今回の調査では、自然事象についての「知識・理解」や観察・実験の「技能・表現」など、基礎的・基本的な内容については良好であった。しかし、「科学的な思考」に関する問題や「活用」に関する問題について課題が見られた。この課題を解決するためには、科学的な思考力・表現力の育成を図る授業を展開することが重要である。また、
児童生徒意識調査において、理科学習の有用性に課題が見られたことから、科学的な体験や自然体験の充実を図るための取り組みを行うことも重要なことである。
そこで、次の3つの点を大切にして、これからの指導に取り組む必要がある。
(ア) 探究的な学習の充実
科学的な思考力や表現力を育成するためには、生徒自らが課題を解決する探究的な学習の充実を図ることが重要である。
探究的な学習には、①「問題を見いだし観察や実験を計画する学習活動」、②「観察や実験の結果を分析し解釈する学習活動」、③「科学的な概念を使用して考えたり説明したりする学習活動」等が考えられる。①の学習活動の充実を図ることは、生徒が自然の事物・現象に進んで関わるために大切である。そのためには、観察や実験を計画する場面で、考えを発表する機会を与えたり、検証方法を討論したりしながら考えを深め合う等の学習活動が考えられる。②の学習活動の充実を図ることは、思考力や表現力を育成するためにも重要である。そのためには、データを図、表、グラフなどで表したり、結果を考察したりする時間を十分に確保することが大切である。③の学習活動の充実を図ることも、思考力や表現力の育成を図る観点から大切である。そのためには、例えばレポートの作成、発表、討論等、知識や技能を活用する学習活動を工夫し充実を図る必要がある。

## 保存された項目
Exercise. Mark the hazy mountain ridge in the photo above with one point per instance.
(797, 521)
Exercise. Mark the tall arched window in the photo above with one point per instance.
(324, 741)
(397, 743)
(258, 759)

## 課題の指示
理科の指導改善について述べた本文を、最後の文に続けて書き進めなさい。

## 記述解答
(イ) 個に応じたきめ細かな指導と評価の充実
科学的な思考力や表現力を育成するためには、個に応じたきめ細かな指導と評価を充実させることが重要である。
まず、基礎的・基本的な内容が確実に定着しているかを確かめる評価を行う。次に、達成できていない内容について補充的な指導を行い、確実な習得を図る。最後に、習得した基礎的・基本的な内容を活用し、科学的に探究する学習活動に取り組ませる。つまり、「指導と評価の一体化」を、今一度、徹底することが大切である。 その際、授業中の観察やノートの点検、小テストの実施などの「短いフィードバック・サイクル」によるものと、単元末の確認テストや定期テスト・実力テストのやり直しなどの「長いフィードバック・サイクル」によるものを組み合わせて行うことが重要であると考える。個に応じたきめ細かな指導を全学年で継続的に取り組んでいくことが大切である。
(ウ) 科学的な体験や自然体験の充実を図るためのものづくりの推進
児童生徒意識で、「理科の勉強で学習したことは将来、社会に出たときに役立つか。」という質問に対して、「当てはまる」と回答した生徒の割合は、中学1年生37.9%、中学2年生23.5%、中学3年生19.5%であった。このことは、学年が上がるにつれて、理科学習の有用性を実感している生徒の割合が減少していることを示していると考えられる。
そこで、理科学習の有用性を生徒に実感させるためには、科学的な体験や自然体験の充実を図るためのものづくりを授業に取り入れることは有効であると考える。特に、ものづくりは、学習内容と日常生活との関連を図る上でも有効な学習活動の一つであると考える。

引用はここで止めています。